◆ To do:
Please arrange the records below as a Markdown table with two columns, No. and Line. Number each line in order and omit blank lines.

◆ Dataset records:

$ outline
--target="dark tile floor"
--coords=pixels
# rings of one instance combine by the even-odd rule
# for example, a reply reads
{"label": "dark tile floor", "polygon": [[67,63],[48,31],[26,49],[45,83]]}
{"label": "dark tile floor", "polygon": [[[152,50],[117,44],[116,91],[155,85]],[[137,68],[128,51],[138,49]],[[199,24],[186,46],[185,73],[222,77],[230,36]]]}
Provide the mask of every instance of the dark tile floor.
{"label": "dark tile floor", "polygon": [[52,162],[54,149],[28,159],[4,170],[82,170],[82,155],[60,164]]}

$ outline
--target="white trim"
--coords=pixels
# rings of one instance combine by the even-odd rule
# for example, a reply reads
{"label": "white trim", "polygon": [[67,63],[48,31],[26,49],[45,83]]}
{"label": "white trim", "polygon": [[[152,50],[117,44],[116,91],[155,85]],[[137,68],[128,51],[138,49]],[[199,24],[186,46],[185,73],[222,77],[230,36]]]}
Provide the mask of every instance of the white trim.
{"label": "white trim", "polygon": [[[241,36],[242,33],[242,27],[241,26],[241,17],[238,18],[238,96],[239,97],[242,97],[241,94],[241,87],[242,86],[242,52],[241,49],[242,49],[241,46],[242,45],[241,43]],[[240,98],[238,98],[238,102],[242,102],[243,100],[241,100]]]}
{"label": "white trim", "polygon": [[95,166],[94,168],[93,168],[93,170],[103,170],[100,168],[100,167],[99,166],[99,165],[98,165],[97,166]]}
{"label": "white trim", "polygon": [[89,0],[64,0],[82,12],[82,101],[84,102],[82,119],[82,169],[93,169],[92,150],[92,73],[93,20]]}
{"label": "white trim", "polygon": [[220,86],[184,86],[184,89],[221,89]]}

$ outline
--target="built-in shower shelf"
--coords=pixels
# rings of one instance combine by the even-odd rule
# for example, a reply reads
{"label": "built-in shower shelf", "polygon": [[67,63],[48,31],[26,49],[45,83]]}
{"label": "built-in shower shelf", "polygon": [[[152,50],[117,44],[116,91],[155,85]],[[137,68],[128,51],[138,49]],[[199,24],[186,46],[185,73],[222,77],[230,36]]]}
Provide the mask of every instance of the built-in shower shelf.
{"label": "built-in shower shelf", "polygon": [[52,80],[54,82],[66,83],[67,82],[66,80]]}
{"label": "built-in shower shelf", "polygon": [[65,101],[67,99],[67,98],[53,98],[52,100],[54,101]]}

◆ Response:
| No. | Line |
|---|---|
| 1 | $ outline |
| 2 | --target="dark tile floor" |
| 3 | --coords=pixels |
| 4 | # rings of one instance combine by the even-odd rule |
| 5 | # for example, a reply reads |
| 6 | {"label": "dark tile floor", "polygon": [[67,63],[48,31],[26,49],[45,83]]} |
| 7 | {"label": "dark tile floor", "polygon": [[[152,50],[117,44],[116,91],[155,85]],[[137,68],[128,51],[138,49]],[[199,24],[186,46],[185,73],[222,77],[230,36]]]} |
| 8 | Provide the mask of every instance of the dark tile floor. |
| 9 | {"label": "dark tile floor", "polygon": [[52,162],[54,149],[28,159],[4,170],[82,170],[82,155],[60,164]]} |
| 10 | $ outline |
| 11 | --target="white trim" |
| 12 | --coords=pixels |
| 13 | # rings of one instance combine by the even-odd rule |
| 14 | # for example, a reply reads |
| 15 | {"label": "white trim", "polygon": [[67,63],[48,31],[26,49],[45,83]]} |
| 16 | {"label": "white trim", "polygon": [[[152,50],[117,44],[116,91],[155,85]],[[137,68],[128,51],[138,49]],[[199,24],[186,46],[185,73],[222,77],[230,36]]]} |
| 17 | Provide the mask of every instance of the white trim. |
| 18 | {"label": "white trim", "polygon": [[[241,36],[242,33],[242,27],[241,26],[241,17],[238,18],[238,96],[239,97],[242,97],[241,94],[241,87],[242,86],[242,52],[241,49],[242,49],[241,46],[242,45],[241,43]],[[240,98],[238,98],[238,102],[242,102],[243,100],[241,100]]]} |
| 19 | {"label": "white trim", "polygon": [[95,166],[94,168],[93,168],[93,170],[103,170],[100,168],[100,167],[99,166],[99,165],[98,165],[97,166]]} |
| 20 | {"label": "white trim", "polygon": [[89,0],[64,0],[82,12],[82,101],[84,102],[82,119],[82,169],[93,169],[92,150],[92,73],[93,20]]} |
| 21 | {"label": "white trim", "polygon": [[220,86],[184,86],[184,89],[221,89]]} |
| 22 | $ outline |
| 23 | --target="built-in shower shelf" |
| 24 | --coords=pixels |
| 25 | # rings of one instance combine by the even-odd rule |
| 26 | # for example, a reply reads |
| 27 | {"label": "built-in shower shelf", "polygon": [[67,63],[48,31],[26,49],[45,83]]} |
| 28 | {"label": "built-in shower shelf", "polygon": [[[152,50],[117,44],[116,91],[155,85]],[[137,68],[128,51],[138,49]],[[199,24],[186,46],[185,73],[222,77],[230,36]]]} |
| 29 | Provide the mask of every instance of the built-in shower shelf. |
| 30 | {"label": "built-in shower shelf", "polygon": [[52,80],[54,82],[66,83],[67,82],[66,80]]} |
| 31 | {"label": "built-in shower shelf", "polygon": [[65,101],[67,99],[67,98],[53,98],[52,100],[54,101]]} |